**PASSAGE PROVIDED**
PRESIDENT Barack Obama and Mitt Romney, the Republican candidate for the White House (above), responded last week to a request from Christian leaders to state how they will tackle poverty in the United States.

The Circle of Protection, an umbrella organisation composed of more than 65 leaders from churches and charities, asked the presidential candidates to provide statements on video stating what they proposed to do "to provide help and op­portunity for hungry and poor people in the United States and around the world".

The videos were posted on YouTube on Wednesday of last week. President Obama, in his video, referred more explicitly to his religious faith than Mr Romney did. President Obama said: "My faith teaches me that poverty is a moral issue. The Bible calls on us to be our brother's keeper, and our sister's keeper, and I believe that as a public servant I must do my part to answer that call."

He said that his Office of Faith-based and Neighbourhood Partner­ships had expanded its work "to help those in need", and that, last year, "in the midst of a heated budget debate in Washington, I promised to protect vital assistance for the least of these."

Mr Romney, in his video, said: "If we're going to lift our brothers and sisters out of poverty, we must restore our economy and reduce the debt. When our economy is healthy and growing, we have the resources to take care of those who still find themselves in need."

In a message to supporters, on Thursday of last week, the Revd Jim Wallis, the president of the Christian ministry organisation Sojourners, said: "There is a growing consensus that poverty is a Christian issue. . . There are a lot of issues Christians should care about and a lot of differ­ent thoughts on the best ways to express that, but when casting a ballot every Christian should have 'the least of these' on their minds."

Last month, President Obama and Mr Romney spoke about religion, in an interview with the Washington National Cath­ed­ral magazine Cathed­ral Age ( News, 31 August).

On Monday, a video was posted on the Mother Jones website of Mr Romney telling Republican donors that it was not his job was "to worry" about the "47 per cent of Americans [who] pay no income tax".

Speaking at a press conference on Monday, Mr Romney said that his remarks were "not elegantly stated", and that he had been "speaking off the cuff". But he reiterated that his campaign was not focused on people who don't pay taxes, "because frankly my discussion about lowering taxes isn't as attractive to them".

**JOB 1**
Reproduce the article on the candidates' poverty statements word for word, from "PRESIDENT Barack Obama" up to and including "the United States.".
The article and the records are independent of each other and should be treated as separate material.

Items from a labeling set
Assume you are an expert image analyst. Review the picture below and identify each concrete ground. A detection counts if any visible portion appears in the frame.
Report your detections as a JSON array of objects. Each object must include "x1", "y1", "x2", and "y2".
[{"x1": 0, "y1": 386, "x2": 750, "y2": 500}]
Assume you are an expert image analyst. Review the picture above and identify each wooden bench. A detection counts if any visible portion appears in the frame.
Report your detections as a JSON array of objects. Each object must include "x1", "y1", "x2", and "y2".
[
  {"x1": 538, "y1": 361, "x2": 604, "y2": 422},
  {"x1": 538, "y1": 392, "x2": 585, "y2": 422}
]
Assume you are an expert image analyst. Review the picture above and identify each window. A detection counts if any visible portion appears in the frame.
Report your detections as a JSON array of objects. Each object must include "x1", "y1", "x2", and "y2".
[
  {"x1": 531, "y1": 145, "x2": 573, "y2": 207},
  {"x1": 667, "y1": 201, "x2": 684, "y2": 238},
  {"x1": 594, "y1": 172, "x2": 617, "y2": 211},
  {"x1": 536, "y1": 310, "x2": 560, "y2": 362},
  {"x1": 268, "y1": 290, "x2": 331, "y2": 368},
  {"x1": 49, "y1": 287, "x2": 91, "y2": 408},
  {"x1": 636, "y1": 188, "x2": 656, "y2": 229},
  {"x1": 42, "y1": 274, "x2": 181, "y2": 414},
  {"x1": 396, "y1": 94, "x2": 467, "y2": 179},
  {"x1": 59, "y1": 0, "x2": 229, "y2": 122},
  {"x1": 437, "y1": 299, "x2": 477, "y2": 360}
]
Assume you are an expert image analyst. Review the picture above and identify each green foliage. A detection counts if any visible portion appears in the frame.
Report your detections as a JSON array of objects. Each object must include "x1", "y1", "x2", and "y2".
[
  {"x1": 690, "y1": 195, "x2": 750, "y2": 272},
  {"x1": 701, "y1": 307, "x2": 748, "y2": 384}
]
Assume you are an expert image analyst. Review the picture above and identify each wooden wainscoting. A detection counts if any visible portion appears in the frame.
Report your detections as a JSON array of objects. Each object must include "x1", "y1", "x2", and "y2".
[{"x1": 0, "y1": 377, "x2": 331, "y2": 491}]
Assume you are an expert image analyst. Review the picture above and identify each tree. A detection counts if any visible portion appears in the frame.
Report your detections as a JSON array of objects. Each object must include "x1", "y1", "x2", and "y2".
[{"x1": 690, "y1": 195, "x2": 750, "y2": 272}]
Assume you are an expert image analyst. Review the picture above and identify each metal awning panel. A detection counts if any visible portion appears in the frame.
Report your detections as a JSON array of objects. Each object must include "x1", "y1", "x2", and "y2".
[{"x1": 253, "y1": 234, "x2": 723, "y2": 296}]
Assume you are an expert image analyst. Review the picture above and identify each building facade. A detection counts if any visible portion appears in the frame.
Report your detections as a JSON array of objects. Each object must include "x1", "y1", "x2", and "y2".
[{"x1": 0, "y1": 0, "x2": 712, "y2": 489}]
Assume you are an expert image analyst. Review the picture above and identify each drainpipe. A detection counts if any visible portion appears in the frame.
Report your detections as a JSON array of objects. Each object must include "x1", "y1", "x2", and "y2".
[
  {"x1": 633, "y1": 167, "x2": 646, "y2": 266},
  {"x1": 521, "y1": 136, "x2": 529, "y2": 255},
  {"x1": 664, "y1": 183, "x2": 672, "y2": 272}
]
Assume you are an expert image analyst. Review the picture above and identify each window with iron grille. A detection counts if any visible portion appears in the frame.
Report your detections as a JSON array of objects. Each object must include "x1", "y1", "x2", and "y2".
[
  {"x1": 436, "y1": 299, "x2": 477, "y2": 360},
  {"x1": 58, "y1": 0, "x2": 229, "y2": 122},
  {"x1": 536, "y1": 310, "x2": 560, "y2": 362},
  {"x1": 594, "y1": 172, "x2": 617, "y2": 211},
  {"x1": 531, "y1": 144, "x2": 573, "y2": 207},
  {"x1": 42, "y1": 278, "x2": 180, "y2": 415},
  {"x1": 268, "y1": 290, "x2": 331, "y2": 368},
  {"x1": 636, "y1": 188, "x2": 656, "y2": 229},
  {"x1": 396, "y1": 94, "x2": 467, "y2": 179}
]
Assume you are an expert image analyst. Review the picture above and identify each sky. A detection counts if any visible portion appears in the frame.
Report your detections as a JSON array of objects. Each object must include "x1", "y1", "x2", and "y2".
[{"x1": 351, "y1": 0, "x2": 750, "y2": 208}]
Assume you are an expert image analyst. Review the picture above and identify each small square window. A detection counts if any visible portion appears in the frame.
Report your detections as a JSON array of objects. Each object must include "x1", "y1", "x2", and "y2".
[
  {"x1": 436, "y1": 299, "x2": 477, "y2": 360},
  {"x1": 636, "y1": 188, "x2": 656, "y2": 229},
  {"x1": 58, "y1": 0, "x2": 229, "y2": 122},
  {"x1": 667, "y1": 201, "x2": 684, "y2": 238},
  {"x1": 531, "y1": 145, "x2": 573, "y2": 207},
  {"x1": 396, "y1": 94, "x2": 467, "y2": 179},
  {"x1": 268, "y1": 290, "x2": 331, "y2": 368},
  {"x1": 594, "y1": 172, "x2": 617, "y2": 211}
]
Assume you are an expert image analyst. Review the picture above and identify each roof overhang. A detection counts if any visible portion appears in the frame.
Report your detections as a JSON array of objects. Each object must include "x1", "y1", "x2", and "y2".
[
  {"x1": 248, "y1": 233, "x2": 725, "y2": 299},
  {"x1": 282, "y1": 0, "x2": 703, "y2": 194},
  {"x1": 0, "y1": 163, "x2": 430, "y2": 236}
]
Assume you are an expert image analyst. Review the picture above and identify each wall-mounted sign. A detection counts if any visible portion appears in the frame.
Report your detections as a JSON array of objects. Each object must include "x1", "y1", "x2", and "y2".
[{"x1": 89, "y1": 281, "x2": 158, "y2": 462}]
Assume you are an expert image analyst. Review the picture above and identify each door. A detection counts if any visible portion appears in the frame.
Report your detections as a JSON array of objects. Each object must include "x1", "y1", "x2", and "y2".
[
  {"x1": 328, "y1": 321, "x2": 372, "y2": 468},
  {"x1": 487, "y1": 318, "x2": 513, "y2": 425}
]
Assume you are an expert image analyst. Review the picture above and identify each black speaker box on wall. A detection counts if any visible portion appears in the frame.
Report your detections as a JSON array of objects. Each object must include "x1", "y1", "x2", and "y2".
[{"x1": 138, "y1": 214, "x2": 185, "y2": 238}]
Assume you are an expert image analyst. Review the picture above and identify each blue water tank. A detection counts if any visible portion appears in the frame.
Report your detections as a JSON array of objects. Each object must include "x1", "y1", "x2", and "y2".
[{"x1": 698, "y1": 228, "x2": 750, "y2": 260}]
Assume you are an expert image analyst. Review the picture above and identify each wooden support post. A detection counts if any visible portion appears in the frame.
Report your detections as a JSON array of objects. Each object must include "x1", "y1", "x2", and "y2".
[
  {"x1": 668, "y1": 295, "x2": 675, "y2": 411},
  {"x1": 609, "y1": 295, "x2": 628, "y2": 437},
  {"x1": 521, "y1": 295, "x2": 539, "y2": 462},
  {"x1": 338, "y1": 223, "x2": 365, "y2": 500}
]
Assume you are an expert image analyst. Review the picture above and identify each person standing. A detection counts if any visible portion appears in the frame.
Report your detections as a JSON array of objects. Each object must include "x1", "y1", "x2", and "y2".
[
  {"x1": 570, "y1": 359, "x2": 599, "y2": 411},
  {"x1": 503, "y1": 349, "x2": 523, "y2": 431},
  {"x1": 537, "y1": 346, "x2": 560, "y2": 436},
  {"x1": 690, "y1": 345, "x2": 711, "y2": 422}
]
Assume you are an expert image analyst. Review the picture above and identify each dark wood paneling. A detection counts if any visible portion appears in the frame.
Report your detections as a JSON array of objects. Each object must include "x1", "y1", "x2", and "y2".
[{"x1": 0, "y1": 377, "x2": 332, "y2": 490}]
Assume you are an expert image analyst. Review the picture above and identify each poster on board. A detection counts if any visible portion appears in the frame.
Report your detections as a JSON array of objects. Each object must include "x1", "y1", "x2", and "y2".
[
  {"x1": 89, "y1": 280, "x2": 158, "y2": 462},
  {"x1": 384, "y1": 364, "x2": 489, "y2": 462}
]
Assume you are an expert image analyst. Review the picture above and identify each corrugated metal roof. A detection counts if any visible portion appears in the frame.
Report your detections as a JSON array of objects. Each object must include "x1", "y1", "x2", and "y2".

**JOB 2**
Return every line of the records that contains the string "roof", treating case as significant.

**WRITTEN RESPONSE 1**
PRESIDENT Barack Obama and Mitt Romney, the Republican candidate for the White House (above), responded last week to a request from Christian leaders to state how they will tackle poverty in the United States.

**WRITTEN RESPONSE 2**
Assume you are an expert image analyst. Review the picture above and identify each roof overhang. A detection counts if any visible portion appears in the frame.
Assume you are an expert image analyst. Review the picture above and identify each corrugated metal roof. A detection counts if any visible portion appears in the frame.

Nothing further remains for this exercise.